### Data listing
== Segment start ==
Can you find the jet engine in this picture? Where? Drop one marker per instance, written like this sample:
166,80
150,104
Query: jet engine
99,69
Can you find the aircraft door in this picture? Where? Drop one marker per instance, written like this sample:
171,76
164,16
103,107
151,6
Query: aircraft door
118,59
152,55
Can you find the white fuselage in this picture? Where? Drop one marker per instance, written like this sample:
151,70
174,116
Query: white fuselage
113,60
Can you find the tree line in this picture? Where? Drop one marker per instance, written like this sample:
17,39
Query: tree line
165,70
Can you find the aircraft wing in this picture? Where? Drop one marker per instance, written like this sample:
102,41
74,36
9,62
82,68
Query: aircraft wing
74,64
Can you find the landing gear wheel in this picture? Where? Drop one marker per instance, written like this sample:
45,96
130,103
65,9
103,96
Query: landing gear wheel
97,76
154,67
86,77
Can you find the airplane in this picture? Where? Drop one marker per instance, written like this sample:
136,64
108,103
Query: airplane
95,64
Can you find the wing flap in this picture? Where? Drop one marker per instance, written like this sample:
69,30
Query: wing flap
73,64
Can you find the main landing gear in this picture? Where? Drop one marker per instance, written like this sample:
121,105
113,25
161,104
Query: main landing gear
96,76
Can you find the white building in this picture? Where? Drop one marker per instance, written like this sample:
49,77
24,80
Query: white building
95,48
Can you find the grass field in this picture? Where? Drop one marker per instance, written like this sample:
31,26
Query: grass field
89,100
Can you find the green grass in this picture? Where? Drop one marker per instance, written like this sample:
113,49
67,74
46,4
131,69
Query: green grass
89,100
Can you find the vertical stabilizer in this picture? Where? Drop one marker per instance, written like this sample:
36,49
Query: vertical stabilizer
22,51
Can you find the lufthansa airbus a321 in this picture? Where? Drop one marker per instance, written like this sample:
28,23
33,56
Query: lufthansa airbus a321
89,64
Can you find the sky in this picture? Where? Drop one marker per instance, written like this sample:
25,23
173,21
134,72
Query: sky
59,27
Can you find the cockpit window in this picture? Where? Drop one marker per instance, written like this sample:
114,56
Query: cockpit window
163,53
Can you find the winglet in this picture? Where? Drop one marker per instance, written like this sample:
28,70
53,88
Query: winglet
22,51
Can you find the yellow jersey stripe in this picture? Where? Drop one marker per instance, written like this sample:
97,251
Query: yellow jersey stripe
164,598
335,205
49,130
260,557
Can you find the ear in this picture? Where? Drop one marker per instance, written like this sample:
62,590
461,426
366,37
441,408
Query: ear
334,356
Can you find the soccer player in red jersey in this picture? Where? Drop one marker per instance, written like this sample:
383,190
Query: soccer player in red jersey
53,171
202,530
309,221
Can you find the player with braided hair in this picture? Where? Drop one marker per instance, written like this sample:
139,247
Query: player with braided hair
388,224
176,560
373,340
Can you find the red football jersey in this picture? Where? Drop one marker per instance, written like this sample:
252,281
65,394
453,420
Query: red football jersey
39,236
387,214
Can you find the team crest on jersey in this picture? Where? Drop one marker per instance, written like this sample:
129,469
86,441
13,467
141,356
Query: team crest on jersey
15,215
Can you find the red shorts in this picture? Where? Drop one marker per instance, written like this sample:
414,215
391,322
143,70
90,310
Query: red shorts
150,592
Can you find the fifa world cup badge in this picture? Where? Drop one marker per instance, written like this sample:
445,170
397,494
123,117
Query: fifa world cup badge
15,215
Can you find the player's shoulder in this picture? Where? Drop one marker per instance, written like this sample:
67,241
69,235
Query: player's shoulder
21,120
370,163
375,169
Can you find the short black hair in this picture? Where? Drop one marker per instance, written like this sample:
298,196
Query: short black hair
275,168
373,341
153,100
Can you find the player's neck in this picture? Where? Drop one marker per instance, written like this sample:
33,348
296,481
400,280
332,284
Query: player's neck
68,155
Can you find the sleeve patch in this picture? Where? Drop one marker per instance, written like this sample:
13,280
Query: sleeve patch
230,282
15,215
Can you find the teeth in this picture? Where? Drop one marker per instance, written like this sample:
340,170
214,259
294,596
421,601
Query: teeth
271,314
== Segment end ==
### Work instructions
Type out the records again exactly, line for line.

### Problem solution
Can you find the jet engine in this picture? Where? Drop one marker per instance, written like this sample:
166,80
150,104
Query: jet engine
99,69
Can you find the aircraft door in this picture? Where? Drop one marker per instance, written like this sample:
171,76
164,16
103,107
151,6
Query: aircraft door
118,59
152,55
Can you find the white fuselage in this picture? Where? Drop one marker per instance, written like this sample:
151,70
174,116
Query: white fuselage
113,60
Can you find the tree line in this picture? Where? Drop one marker per instance, written like this sample:
17,39
Query: tree line
165,70
Can you find the aircraft wing in this picture? Where? Drop one marker per instance, written like this sample:
102,41
74,36
9,62
82,68
Query: aircraft wing
74,64
Can you find the landing gear wheel in this picture? Where? Drop one marker per instance, written like this sample:
45,96
130,103
65,9
103,96
Query: landing gear wheel
97,76
154,67
86,77
Can you find the airplane in this picture? Where? Drop one marker per instance, written like this sample:
136,64
108,103
Query: airplane
95,64
Can you find the wing flap in this picture? Where? Drop one marker per instance, written like this sample:
69,30
Query: wing flap
73,64
Can you find the main landing gear in this picture? Where? Drop one marker per instance, written like this sample:
121,105
113,25
161,104
Query: main landing gear
96,76
Can you find the white building in this picture? Where? Drop one marker per instance, written like this sample:
49,77
24,80
Query: white building
95,48
Can you find the grass field in this picture? Where? Drop one marker per instance, written like this sample:
31,26
Query: grass field
89,100
Can you find the green grass in this picture? Where? Drop one marker per instance, written like this sample:
113,49
67,74
46,4
131,69
Query: green grass
89,100
Can you find the vertical stabilizer in this picture? Where? Drop one marker per instance, written like this sample:
36,49
Query: vertical stabilizer
22,51
Can you find the lufthansa airbus a321 in this picture? Where? Drop one marker per instance, written like this sample:
28,23
33,56
Query: lufthansa airbus a321
89,64
Can you find the sky in this picture? Where? Drop one marker per instance, written like this sample:
25,23
173,21
134,72
Query: sky
59,27
Can you find the cockpit window in this picture? Where? Drop one marker per instance, written like this sample:
114,56
Query: cockpit window
163,53
Can you find the winglet in this picture? Where? Drop one marker per instance, written like this sample:
28,70
53,88
Query: winglet
22,51
Can you find the yellow jersey stripe in this picture? Where? Drop one marker per instance, written like this sample:
97,251
Query: yellow jersey stripe
164,598
335,205
49,130
260,557
Can you find the ear in this picture? Where? Drop one marker per instance, written like this sample:
62,590
461,426
366,37
441,408
Query: ear
334,356
Can you find the soccer player in red jersey in this picture? Where? Drop one marker per instance, written like this sample:
383,190
Query: soccer player in red jersey
53,171
202,530
309,221
Can you find the player with braided hair in this picture? Where? Drop one marker per instance, written like this sample:
139,247
Query: player with braided hair
388,224
176,560
373,340
Can you find the red football jersey in this picture? Where? Drop one marker per instance, written like this sample:
252,281
65,394
453,420
Query: red football jersey
39,236
387,214
Can you find the team crest on jersey in this picture? Where? Drop one marker per instance, written like this sample:
129,469
86,441
13,467
141,356
Query: team crest on jersey
15,215
Can you find the red shorts in this picture? Where? Drop one marker per instance, written like this sample:
414,215
391,322
143,70
90,310
Query: red shorts
150,592
Can you find the fifa world cup badge in this picture? Where? Drop one marker per instance, written like this sample:
445,170
397,494
123,117
Query: fifa world cup badge
15,215
Can you find the player's shoulder in this picture? Where? Drop one marker per instance, written like this sample:
67,241
69,235
Query: player's shoulder
21,120
370,163
375,169
Can you find the short black hair in this picture? Where? Drop one marker per instance, written like this sample:
298,196
Query: short black hair
275,168
373,341
153,100
Can you find the player's neck in this picture? Where? Drop one marker per instance, written like this sample:
33,348
296,481
400,280
332,284
Query: player's neck
68,155
Can you find the sleeve patch in this picture? Where? Drop one marker per instance, written like this sample:
13,280
Query: sleeve patch
230,282
15,215
Can you find the teeth in this picture? Where? Drop one marker per instance, written like this sample:
340,170
214,259
294,596
421,601
Query: teeth
271,314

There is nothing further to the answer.